Requirement
Pick up the forum thread about the Kindle Paperwhite after its final sentence and continue writing it.

# Anyone have a Kindle Paperwhite?



## debbie in seattle (Nov 10, 2016)

Thinking on buying one.   Good?  Bad?    Only negative is not backlight for night reading.


----------



## bluebreezes (Nov 10, 2016)

I recently bought the basic model (the $80 one) and am delighted with it as a replacement for an earlier model. I decided against the Paperwhite after comparing the features and what you get for the price.


----------



## WheatenLover (Nov 10, 2016)

I have a Paperwhite. It has a light for night reading, but it is already lit enough that I usually don't need it to read in the dark.


----------



## Timetrvlr (Nov 10, 2016)

No, I'm not planning to buy one, don't need to because you can buy books from Amazon and download a free Kindle Cloud Reader and all your books are kept in the Amazon cloud always available to you on any machine. I prefer reading on my 10.9" Google Chromebook. It's only slightly more expensive than a Kindle Paperwhite but much more versatile in that it is a computer that I can do everything I want to do and use as a reader too. Yes it is backlit. Right now I have a shopping site open in one tab, this message board on another tab, an eBook on a Kindle tab, and my Google photos on another tab. Very convenient I think.

Another advantage I think is that I can also buy books from Google Play, Smashwords, Kobo, and other eBook stores. I don't think you can do that with the Kindle Paperwhite.


----------



## bluebreezes (Nov 11, 2016)

One of the biggest advantages for me about the basic Kindle is the non-glare screen and no backlight, which for many people, like me, can disrupt the ability to fall asleep easily. I used to read books on my iPad, and even using the feature to change the backlight tint to a warmer hue, it was a problem. The Kindle resolved all that for me.

There are lots of articles about this, but here's one: http://www.webmd.com/sleep-disorders/news/20141222/tablets-and-e-readers-may-disrupt-your-sleep#1


----------



## Happyflowerlady (May 28, 2021)

I have been reading with my regular Kindle Fire for some years now, and I really like it for reading a regular book (such as a novel), which does not have any charts, graphs, or pictures of anything.  
When I am reading something that I need to see illustrations, then I use the iPad instead, because it is much easier to enlarge the illustration and see what they are showing me with it. 
Because I have my iPads,and iPhone, I never actually use the Kindle Fire as a tablet, even though it is functional for that, just like any other tablet. 

I was browsing the Kindles on Amazon (someone mentioned they might be going on sale), and was looking at the dedicated e-readers, the Paperwhite and the Oasis.  
The Oasis (for me) is way too expensive, (around $250) and not necessary; but the Paperwhite is fairly affordable and has good resolution for reading, plus has a light for reading in the dark.
  I do not usually read in the dark, but it is nice to know that is possible. The battery lasts much longer than the Kindle Fire battery, and would only need charging once every 1-2 weeks instead of every day like the Fire tablet.

Position identification records:

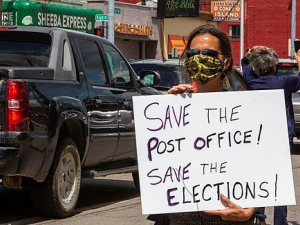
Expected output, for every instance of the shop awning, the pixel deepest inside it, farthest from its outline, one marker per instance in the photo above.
(175, 41)
(185, 39)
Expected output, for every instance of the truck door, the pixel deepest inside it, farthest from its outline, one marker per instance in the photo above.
(125, 87)
(102, 106)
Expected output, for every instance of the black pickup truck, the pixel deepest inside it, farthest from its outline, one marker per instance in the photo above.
(66, 113)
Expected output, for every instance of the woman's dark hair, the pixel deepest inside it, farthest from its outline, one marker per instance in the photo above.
(264, 61)
(224, 41)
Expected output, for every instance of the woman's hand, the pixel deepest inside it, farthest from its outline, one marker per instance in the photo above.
(181, 88)
(232, 212)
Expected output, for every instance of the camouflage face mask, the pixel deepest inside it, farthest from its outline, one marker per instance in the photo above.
(203, 68)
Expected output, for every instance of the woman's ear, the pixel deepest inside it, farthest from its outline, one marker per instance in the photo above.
(227, 63)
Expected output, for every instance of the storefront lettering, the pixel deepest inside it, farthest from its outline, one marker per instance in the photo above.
(65, 21)
(134, 29)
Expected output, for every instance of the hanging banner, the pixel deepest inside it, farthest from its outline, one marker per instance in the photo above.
(180, 8)
(226, 11)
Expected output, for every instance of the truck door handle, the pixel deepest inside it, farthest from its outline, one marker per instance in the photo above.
(99, 101)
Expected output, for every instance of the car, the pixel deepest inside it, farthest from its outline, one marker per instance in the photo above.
(290, 67)
(172, 73)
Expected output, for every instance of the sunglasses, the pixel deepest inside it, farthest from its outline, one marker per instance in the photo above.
(208, 52)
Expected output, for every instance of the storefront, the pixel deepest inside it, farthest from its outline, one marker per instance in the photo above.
(27, 13)
(136, 29)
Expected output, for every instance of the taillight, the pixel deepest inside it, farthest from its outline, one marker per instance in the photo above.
(17, 105)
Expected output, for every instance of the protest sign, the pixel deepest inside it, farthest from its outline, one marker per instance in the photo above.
(193, 147)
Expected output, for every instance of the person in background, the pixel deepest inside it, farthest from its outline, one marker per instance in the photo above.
(208, 60)
(259, 70)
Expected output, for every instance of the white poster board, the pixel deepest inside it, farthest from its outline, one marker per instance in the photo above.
(194, 147)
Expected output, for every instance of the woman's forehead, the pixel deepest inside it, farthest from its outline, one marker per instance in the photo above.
(205, 41)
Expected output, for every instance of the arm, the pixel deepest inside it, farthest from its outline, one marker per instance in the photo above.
(181, 88)
(232, 212)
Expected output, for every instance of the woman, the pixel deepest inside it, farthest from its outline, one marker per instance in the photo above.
(259, 69)
(208, 60)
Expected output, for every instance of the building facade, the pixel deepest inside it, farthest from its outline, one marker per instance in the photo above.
(137, 31)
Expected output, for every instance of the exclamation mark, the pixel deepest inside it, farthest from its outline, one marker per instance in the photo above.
(276, 179)
(258, 139)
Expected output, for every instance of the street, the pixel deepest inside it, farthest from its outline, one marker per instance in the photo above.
(112, 200)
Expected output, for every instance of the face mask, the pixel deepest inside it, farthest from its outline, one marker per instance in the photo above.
(203, 68)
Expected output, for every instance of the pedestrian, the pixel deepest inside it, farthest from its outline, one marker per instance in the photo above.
(208, 61)
(259, 73)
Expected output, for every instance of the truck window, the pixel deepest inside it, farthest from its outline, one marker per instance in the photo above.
(92, 62)
(118, 67)
(67, 62)
(24, 49)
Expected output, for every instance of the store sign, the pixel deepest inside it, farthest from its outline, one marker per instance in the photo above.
(226, 11)
(133, 29)
(49, 15)
(180, 8)
(117, 11)
(101, 17)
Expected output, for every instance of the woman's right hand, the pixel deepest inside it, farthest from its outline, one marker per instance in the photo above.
(181, 88)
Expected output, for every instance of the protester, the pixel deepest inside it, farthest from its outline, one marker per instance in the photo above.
(208, 60)
(259, 70)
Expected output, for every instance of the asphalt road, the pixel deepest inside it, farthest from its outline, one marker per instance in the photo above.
(113, 200)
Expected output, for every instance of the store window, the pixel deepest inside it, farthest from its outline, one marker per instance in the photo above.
(234, 31)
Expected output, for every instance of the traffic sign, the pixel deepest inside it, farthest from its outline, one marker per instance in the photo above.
(101, 17)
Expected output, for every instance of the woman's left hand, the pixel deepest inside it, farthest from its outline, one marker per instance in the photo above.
(233, 212)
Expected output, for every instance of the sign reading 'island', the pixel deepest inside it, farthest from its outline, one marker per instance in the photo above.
(194, 147)
(177, 8)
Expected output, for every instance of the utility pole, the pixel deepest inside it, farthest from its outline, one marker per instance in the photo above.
(1, 9)
(293, 26)
(111, 21)
(242, 33)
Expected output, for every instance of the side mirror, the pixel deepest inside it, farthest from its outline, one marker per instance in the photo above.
(149, 78)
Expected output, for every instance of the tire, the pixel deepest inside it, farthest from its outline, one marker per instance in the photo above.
(57, 196)
(136, 180)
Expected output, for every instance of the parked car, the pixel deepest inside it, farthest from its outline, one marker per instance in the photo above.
(66, 113)
(290, 67)
(172, 73)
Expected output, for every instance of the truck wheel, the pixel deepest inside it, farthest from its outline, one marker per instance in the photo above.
(57, 196)
(136, 180)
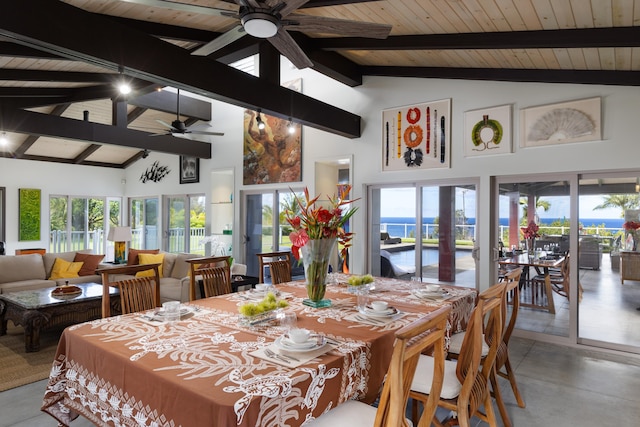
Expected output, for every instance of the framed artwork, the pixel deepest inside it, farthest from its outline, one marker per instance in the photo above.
(417, 136)
(272, 154)
(573, 121)
(29, 214)
(189, 169)
(487, 131)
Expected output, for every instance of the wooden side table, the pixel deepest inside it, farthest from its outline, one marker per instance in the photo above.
(629, 266)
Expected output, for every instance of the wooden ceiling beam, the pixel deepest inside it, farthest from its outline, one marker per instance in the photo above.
(604, 77)
(60, 127)
(63, 29)
(543, 39)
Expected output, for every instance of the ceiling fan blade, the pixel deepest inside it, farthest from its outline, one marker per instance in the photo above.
(288, 47)
(221, 41)
(342, 27)
(183, 7)
(289, 5)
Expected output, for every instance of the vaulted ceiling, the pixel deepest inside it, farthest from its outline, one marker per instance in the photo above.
(59, 59)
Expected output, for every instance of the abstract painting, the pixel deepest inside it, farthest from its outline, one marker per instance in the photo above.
(417, 136)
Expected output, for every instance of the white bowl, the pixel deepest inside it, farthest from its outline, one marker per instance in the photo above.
(379, 305)
(299, 335)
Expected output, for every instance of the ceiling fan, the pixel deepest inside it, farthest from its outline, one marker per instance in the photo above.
(178, 127)
(265, 19)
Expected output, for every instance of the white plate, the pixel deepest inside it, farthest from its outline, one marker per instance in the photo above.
(315, 342)
(183, 311)
(389, 312)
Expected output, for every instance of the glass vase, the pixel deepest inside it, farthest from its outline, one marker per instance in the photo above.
(315, 258)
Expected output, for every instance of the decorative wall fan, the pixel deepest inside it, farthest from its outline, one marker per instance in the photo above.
(265, 19)
(179, 127)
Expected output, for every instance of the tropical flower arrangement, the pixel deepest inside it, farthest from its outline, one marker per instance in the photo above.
(311, 221)
(530, 231)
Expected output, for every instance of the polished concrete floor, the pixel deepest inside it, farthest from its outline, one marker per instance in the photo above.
(561, 386)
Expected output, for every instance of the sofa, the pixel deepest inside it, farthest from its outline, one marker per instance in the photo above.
(33, 271)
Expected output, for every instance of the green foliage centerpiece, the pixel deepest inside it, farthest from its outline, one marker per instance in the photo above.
(315, 231)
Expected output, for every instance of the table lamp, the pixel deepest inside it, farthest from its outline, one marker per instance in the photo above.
(119, 236)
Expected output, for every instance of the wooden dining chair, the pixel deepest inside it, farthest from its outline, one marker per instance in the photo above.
(136, 293)
(426, 332)
(512, 290)
(279, 264)
(218, 280)
(560, 282)
(466, 379)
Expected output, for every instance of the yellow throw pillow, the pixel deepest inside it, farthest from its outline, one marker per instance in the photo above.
(64, 269)
(150, 259)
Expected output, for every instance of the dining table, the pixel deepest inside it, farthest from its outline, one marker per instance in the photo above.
(216, 366)
(542, 265)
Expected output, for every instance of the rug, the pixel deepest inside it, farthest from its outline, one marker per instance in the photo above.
(18, 368)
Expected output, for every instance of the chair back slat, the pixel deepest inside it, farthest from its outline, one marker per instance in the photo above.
(137, 294)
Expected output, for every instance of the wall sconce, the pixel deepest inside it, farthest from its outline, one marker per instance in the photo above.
(261, 124)
(119, 236)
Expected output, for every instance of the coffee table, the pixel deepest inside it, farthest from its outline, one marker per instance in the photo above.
(37, 309)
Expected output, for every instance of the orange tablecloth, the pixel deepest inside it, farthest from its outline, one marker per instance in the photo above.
(199, 371)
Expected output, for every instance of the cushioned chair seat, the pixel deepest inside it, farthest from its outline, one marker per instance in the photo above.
(422, 383)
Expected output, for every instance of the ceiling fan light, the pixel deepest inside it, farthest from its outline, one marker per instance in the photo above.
(260, 24)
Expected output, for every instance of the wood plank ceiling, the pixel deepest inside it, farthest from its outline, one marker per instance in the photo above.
(60, 74)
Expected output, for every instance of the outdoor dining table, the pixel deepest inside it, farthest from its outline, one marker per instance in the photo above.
(541, 265)
(213, 366)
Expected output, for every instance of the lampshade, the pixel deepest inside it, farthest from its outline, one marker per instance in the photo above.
(119, 234)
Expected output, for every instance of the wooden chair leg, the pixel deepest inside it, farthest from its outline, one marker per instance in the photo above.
(498, 397)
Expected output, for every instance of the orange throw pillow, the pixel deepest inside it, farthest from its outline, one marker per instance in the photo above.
(89, 263)
(132, 258)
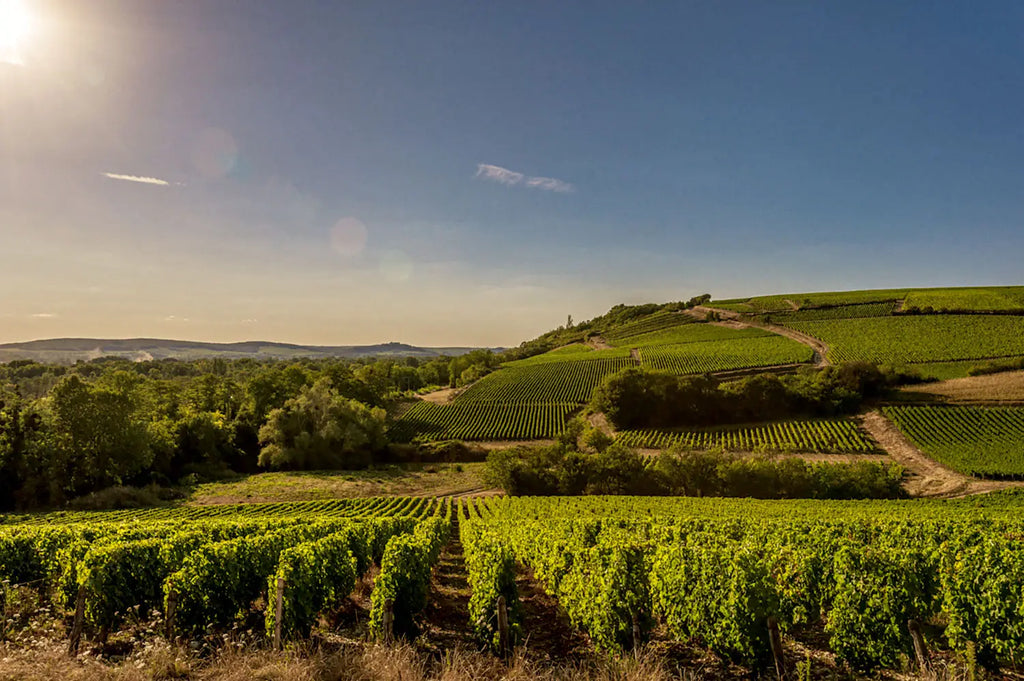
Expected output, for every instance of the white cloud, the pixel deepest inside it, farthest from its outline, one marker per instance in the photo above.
(511, 178)
(137, 178)
(549, 183)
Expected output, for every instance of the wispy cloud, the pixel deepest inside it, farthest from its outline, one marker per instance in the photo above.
(137, 178)
(512, 178)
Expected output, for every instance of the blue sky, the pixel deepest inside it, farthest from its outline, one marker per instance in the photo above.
(470, 173)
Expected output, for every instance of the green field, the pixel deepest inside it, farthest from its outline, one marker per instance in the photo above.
(213, 565)
(967, 299)
(913, 339)
(994, 299)
(655, 322)
(482, 421)
(712, 356)
(714, 571)
(553, 382)
(577, 352)
(987, 441)
(840, 312)
(695, 333)
(530, 398)
(839, 436)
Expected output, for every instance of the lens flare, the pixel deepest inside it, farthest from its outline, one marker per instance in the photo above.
(15, 24)
(348, 237)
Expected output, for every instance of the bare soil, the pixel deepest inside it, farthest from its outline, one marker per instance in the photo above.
(1007, 387)
(740, 322)
(813, 457)
(927, 477)
(442, 396)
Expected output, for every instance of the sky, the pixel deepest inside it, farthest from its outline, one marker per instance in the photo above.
(470, 173)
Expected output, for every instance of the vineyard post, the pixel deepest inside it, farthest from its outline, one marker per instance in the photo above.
(76, 632)
(172, 606)
(920, 649)
(775, 639)
(636, 635)
(279, 610)
(503, 627)
(388, 620)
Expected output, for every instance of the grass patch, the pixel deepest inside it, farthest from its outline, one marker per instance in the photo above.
(396, 479)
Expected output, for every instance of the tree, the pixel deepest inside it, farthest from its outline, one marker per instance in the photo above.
(320, 429)
(96, 437)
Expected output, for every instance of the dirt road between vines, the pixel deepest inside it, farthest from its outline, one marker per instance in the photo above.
(927, 477)
(735, 320)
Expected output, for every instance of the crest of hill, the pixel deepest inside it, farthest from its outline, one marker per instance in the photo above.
(619, 323)
(1000, 299)
(69, 350)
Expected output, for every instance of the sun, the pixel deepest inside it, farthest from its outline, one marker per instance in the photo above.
(15, 24)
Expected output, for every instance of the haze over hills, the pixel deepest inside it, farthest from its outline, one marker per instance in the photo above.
(69, 350)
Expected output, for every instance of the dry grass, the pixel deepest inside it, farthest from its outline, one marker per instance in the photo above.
(409, 479)
(1006, 387)
(160, 663)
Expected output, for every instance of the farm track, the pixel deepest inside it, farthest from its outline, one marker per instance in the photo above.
(442, 396)
(927, 476)
(445, 620)
(820, 349)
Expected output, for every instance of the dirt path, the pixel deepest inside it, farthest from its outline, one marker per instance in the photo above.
(546, 627)
(820, 349)
(812, 457)
(442, 396)
(445, 621)
(927, 476)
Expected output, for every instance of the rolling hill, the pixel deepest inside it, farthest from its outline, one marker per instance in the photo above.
(69, 350)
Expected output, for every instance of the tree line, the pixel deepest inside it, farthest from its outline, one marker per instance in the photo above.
(69, 431)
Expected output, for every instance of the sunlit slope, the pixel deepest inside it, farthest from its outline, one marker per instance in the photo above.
(942, 333)
(532, 397)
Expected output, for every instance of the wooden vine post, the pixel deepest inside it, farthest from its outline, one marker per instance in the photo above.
(503, 628)
(3, 612)
(636, 635)
(76, 631)
(388, 621)
(172, 607)
(920, 649)
(775, 639)
(279, 610)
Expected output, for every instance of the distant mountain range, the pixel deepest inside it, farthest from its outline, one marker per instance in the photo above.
(70, 350)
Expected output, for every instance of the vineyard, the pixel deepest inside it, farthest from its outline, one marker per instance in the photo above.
(696, 333)
(559, 382)
(839, 436)
(482, 421)
(977, 440)
(725, 355)
(211, 567)
(719, 570)
(971, 299)
(919, 339)
(839, 312)
(626, 569)
(649, 324)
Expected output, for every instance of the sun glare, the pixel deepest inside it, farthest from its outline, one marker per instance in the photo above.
(15, 23)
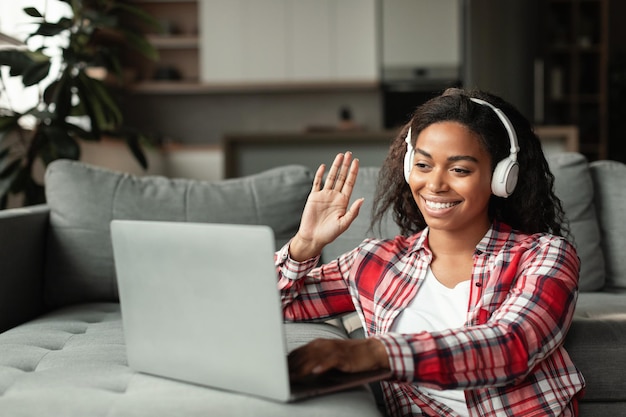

Reply
When I found one that was $129, and amazon lets you make payments, I was interested, and then I read that if you have Kindle Unlimited (which I do have), it was under half price (about $64 altogether), that was enough for me to decide I needed a new Kindle Paperwhite. 
It should be here tomorrow, and I am looking forward to trying it out. 
Naturally, I will still use the iPad for anything with illustrations, but for recreational reading, the Paperwhite should be perfect. 

Here is a neat little comparison video that goes over some of the benefits and drawbacks of reading on the Kindle, iPad, and paper books.


----------



## hollydolly (May 28, 2021)

Yes I have the Kindle Paperwhite..had it a few years now.

Initially I wanted the Kindle Fire, but I was told it wasn't so easy to read on that in the sunshine or at night so I got the paperwhite.

No complaints about it so far.. I use it always on holiday.. and many nights reading in bed...







Like  HFL...I also use my Ipad when I need to see something a lot bigger....


----------



## Nathan (May 28, 2021)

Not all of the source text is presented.